Task set:
a) In the post about Gabriel and Julian's timeouts, rewrite the passage starting at "I keep thinking" and ending at "of basic rules.", changing "nonnegotiable" to "non-negotiable".
b) According to the post about Gabriel and Julian's timeouts, where did the writer take both boys after swim class?

Text section:
○ ○ ○

Monday, April 24, 2006

Gabriel and Julian's timeouts

I keep thinking about the child psychologist advising us to disengage, walk away from most conflicts with Gabriel, though safety issues, such as holding hands to cross the street, are truly nonnegotiable. But as I go through the day, I see one thing after another that to me is also nonnegotiable -- from serious things like not closing the car door while Julian is getting out, to things like washing his hands before dinner. I don't want Gabriel to learn that if he throws a fit, he can get out of basic rules.

Such as getting dressed. Today after swim class, Gabriel turned his head and closed his eyes when I told him to put his clothes on. He was probably kidding around, but he continued to ignore me as I warned him several times that after Julian was dressed, we were leaving. And I did -- I packed Gabriel's clothes into our bag, last, then took both boys by the hand, and led them out to the car. I'm sure we made quite the spectacular entrance into the pool area, with me holding a naked and protesting Gabriel. It wasn't until we were at the car that he agreed to put his clothes on. Is getting dressed another thing I should just disengage from?


After swim class, I brought both boys to Tonya's. It's becoming urgent now that I take care of remodeling details that I've put off for weeks from being so sick. I'm still not feeling well, but without the boys, I have just enough energy to make that phone call or visit that plumbing supply store. Also, I had an appointment with a gastroenterologist to talk about all the pain and discomfort I've been in. He called for more tests and made some good suggestions on how to treat each of various gastric ailments.

○ ○ ○

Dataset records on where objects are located
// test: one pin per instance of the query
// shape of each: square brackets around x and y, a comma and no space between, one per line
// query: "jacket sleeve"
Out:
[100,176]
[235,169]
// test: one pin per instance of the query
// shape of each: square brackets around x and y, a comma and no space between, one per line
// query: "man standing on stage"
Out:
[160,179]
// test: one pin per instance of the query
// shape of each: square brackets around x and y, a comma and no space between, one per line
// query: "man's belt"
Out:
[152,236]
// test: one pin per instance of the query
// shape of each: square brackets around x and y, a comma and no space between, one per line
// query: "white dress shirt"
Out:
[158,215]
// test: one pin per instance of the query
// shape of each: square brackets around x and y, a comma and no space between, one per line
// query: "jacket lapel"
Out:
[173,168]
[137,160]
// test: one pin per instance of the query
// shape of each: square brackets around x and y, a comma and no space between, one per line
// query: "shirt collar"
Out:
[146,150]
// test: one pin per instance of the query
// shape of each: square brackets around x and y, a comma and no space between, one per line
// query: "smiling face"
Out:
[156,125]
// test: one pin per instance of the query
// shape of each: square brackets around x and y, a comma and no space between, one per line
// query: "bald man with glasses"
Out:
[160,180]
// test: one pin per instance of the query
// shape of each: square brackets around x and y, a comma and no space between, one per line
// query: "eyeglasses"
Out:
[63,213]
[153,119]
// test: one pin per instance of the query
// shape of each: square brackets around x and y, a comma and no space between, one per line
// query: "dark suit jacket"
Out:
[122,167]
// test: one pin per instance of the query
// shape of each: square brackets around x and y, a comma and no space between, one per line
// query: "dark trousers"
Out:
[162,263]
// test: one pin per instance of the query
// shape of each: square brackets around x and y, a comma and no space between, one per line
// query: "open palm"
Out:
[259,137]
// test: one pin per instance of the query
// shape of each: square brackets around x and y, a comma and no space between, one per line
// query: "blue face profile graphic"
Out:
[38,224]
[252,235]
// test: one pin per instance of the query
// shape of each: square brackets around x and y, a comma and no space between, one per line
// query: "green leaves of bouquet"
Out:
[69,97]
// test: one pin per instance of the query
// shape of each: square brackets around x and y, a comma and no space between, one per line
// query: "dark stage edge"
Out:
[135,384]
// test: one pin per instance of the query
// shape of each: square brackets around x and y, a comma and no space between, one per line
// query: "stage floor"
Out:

○ ○ ○

Answers to the problems:
a)
I keep thinking about the child psychologist advising us to disengage, walk away from most conflicts with Gabriel, though safety issues, such as holding hands to cross the street, are truly non-negotiable. But as I go through the day, I see one thing after another that to me is also non-negotiable -- from serious things like not closing the car door while Julian is getting out, to things like washing his hands before dinner. I don't want Gabriel to learn that if he throws a fit, he can get out of basic rules.

b) To Tonya's.